**INPUT DATA:**
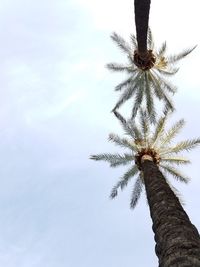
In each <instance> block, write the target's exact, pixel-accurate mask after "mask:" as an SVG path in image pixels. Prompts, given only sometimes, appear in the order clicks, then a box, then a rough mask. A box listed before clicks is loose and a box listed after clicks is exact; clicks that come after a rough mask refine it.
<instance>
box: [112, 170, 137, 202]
mask: <svg viewBox="0 0 200 267" xmlns="http://www.w3.org/2000/svg"><path fill="white" fill-rule="evenodd" d="M138 171H139V170H138V167H137V166H136V165H134V166H133V167H131V168H130V169H129V170H128V171H127V172H126V173H125V174H124V175H123V176H122V177H121V178H120V181H119V182H118V183H117V184H116V185H115V186H114V187H113V188H112V190H111V193H110V198H115V197H116V196H117V194H118V189H119V188H120V189H121V190H123V189H124V187H125V186H127V184H128V182H129V180H130V179H131V178H132V177H134V176H135V175H136V174H137V173H138Z"/></svg>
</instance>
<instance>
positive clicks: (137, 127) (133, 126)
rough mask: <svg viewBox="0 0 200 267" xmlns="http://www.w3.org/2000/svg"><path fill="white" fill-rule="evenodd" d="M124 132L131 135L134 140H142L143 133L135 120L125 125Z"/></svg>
mask: <svg viewBox="0 0 200 267" xmlns="http://www.w3.org/2000/svg"><path fill="white" fill-rule="evenodd" d="M123 128H124V131H125V133H126V134H127V135H130V136H131V137H132V138H133V139H134V140H135V139H141V138H142V133H141V131H140V129H139V127H138V126H137V124H136V123H135V122H134V121H133V120H128V121H127V123H126V124H125V125H123Z"/></svg>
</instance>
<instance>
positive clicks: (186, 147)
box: [90, 109, 200, 208]
mask: <svg viewBox="0 0 200 267" xmlns="http://www.w3.org/2000/svg"><path fill="white" fill-rule="evenodd" d="M114 114H115V116H116V118H117V119H118V120H119V121H120V123H121V125H122V127H123V129H124V131H125V134H126V137H120V136H118V135H116V134H113V133H112V134H110V135H109V141H111V142H113V143H114V144H116V145H117V146H120V147H121V148H123V149H126V150H128V151H127V152H126V153H122V154H110V153H104V154H98V155H92V156H91V157H90V158H91V159H93V160H96V161H100V160H102V161H106V162H108V163H109V164H110V167H113V168H115V167H118V166H127V165H131V166H130V168H129V169H128V170H127V171H126V172H125V174H124V175H123V176H122V177H121V178H120V180H119V181H118V182H117V184H116V185H115V186H114V187H113V188H112V191H111V194H110V197H111V198H112V199H113V198H115V197H116V196H117V195H118V191H119V190H123V189H124V188H125V187H126V186H127V185H128V184H129V183H130V181H131V180H132V179H134V178H135V181H134V185H133V189H132V194H131V200H130V207H131V208H135V206H136V204H137V203H138V200H139V198H140V195H141V193H142V190H143V188H144V177H143V168H144V167H143V164H142V159H144V156H145V157H146V158H147V157H151V159H152V161H153V163H154V164H155V165H157V167H158V169H160V171H162V173H163V175H164V177H165V179H166V181H167V183H168V184H169V186H170V187H171V188H172V190H173V191H174V193H175V194H176V195H177V190H176V189H175V188H174V187H173V186H172V185H171V184H170V183H169V181H168V175H169V176H172V177H173V178H175V179H176V180H178V181H180V182H183V183H188V181H189V177H187V176H186V175H185V174H183V173H182V172H181V171H180V170H179V168H178V167H180V166H181V165H183V164H189V163H190V161H189V160H188V159H187V158H185V157H184V156H182V155H179V152H182V151H190V150H191V149H193V148H195V147H196V146H198V145H199V144H200V138H196V139H191V140H186V141H181V142H178V143H177V144H176V143H175V144H174V142H173V140H174V138H175V137H176V135H177V134H178V133H179V132H180V130H181V129H182V128H183V126H184V124H185V121H184V120H179V121H178V122H176V123H175V124H173V125H172V127H170V128H169V129H168V130H166V123H167V119H168V117H169V113H166V114H165V115H164V116H162V117H161V118H159V119H158V120H157V121H156V123H155V124H150V122H149V115H148V113H147V111H144V110H142V109H139V115H140V116H139V121H133V120H126V119H124V118H123V116H122V115H121V114H120V113H119V112H118V111H115V112H114ZM127 136H129V138H127Z"/></svg>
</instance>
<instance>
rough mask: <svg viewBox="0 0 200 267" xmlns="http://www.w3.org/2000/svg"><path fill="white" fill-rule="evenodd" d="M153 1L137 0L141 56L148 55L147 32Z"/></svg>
mask: <svg viewBox="0 0 200 267" xmlns="http://www.w3.org/2000/svg"><path fill="white" fill-rule="evenodd" d="M150 3H151V0H135V1H134V5H135V25H136V36H137V43H138V52H139V54H140V56H142V55H146V54H147V31H148V24H149V10H150Z"/></svg>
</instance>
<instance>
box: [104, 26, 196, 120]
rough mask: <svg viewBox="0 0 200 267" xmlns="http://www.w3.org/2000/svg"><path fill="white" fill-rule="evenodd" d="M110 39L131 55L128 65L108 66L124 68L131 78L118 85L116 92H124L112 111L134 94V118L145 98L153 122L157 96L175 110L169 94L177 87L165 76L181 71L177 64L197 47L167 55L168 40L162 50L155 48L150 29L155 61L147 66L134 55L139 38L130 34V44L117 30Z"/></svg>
mask: <svg viewBox="0 0 200 267" xmlns="http://www.w3.org/2000/svg"><path fill="white" fill-rule="evenodd" d="M111 38H112V40H113V41H114V42H115V43H116V44H117V45H118V46H119V48H120V49H121V50H122V51H123V52H125V53H126V54H127V56H128V63H126V64H118V63H109V64H107V68H108V69H110V70H112V71H118V72H121V71H122V72H126V73H127V74H128V78H126V79H125V80H124V81H123V82H121V83H120V84H118V85H117V86H116V87H115V91H122V90H123V93H122V94H121V96H120V98H119V100H118V102H117V104H116V105H115V107H114V109H113V110H117V109H118V108H119V107H120V106H121V105H122V104H123V103H124V102H125V101H127V100H128V99H130V98H131V97H132V96H134V97H135V100H134V104H133V108H132V118H134V117H135V116H136V114H137V111H138V109H139V107H140V106H141V105H142V103H143V99H144V100H145V102H146V103H145V104H146V110H147V112H148V115H149V118H150V120H151V121H152V122H154V121H155V117H156V110H155V101H154V96H155V97H156V98H157V99H159V100H162V101H163V102H164V104H165V109H166V110H169V109H170V110H174V105H173V103H172V101H171V99H170V97H169V95H168V93H172V94H174V93H175V92H176V87H175V86H173V85H172V84H171V83H170V82H169V81H168V80H167V79H166V77H167V76H171V75H174V74H175V73H176V72H177V71H178V68H177V67H176V66H175V65H176V63H177V62H178V61H179V60H180V59H182V58H184V57H186V56H187V55H188V54H189V53H191V52H192V50H193V49H194V48H195V47H193V48H191V49H186V50H184V51H183V52H181V53H180V54H178V55H173V56H166V48H167V46H166V42H164V43H163V44H162V45H161V47H160V49H158V50H156V49H155V48H154V42H153V37H152V33H151V30H150V29H149V31H148V40H147V41H148V42H147V45H148V49H149V51H151V53H152V55H153V60H152V61H151V62H149V64H148V65H146V66H141V65H140V64H136V62H135V57H136V56H137V52H136V51H137V40H136V37H135V36H134V35H131V43H130V44H128V43H127V42H126V41H125V40H124V39H123V38H122V37H121V36H119V35H118V34H116V33H113V34H112V35H111ZM152 51H153V52H152Z"/></svg>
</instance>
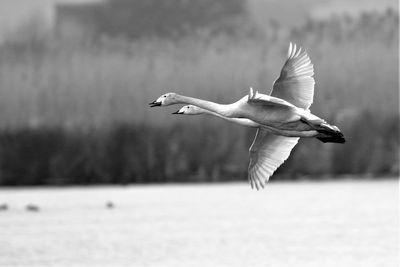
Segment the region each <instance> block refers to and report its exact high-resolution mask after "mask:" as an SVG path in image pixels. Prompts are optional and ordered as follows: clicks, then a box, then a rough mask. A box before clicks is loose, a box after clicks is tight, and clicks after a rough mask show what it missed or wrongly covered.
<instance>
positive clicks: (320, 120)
mask: <svg viewBox="0 0 400 267" xmlns="http://www.w3.org/2000/svg"><path fill="white" fill-rule="evenodd" d="M306 122H307V124H308V125H310V126H311V127H312V128H314V129H315V130H316V131H317V132H318V135H317V136H316V138H317V139H318V140H320V141H321V142H323V143H341V144H343V143H344V142H346V140H345V139H344V135H343V134H342V132H341V131H340V130H339V128H338V127H336V126H334V125H330V124H328V123H327V122H325V121H324V120H322V119H319V118H318V119H316V120H306Z"/></svg>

**REQUIRED WORK:** All lines in the listing above that contain "each" should be shown.

**ANSWER BELOW:**
In each <instance> block, write the target's exact, pixel-accurate mask after "mask:" as an SVG path in image pixels. Prompts, given only sometimes, appear in the order clicks, then a box, then a rough mask. A box listed before clicks is loose and a box listed after clicks is exact; clicks that come after a rough mask refine it.
Segment the region each <instance> block refers to and report its exact high-resolution mask after "mask:" as an SVG path in image pixels. Prompts are optional and ordered as follows: clicks, then a box, then a rough mask. A box before clicks is loose, a box after clicks is tight, and clicks after a rough mask show what it missed or wrongly covered.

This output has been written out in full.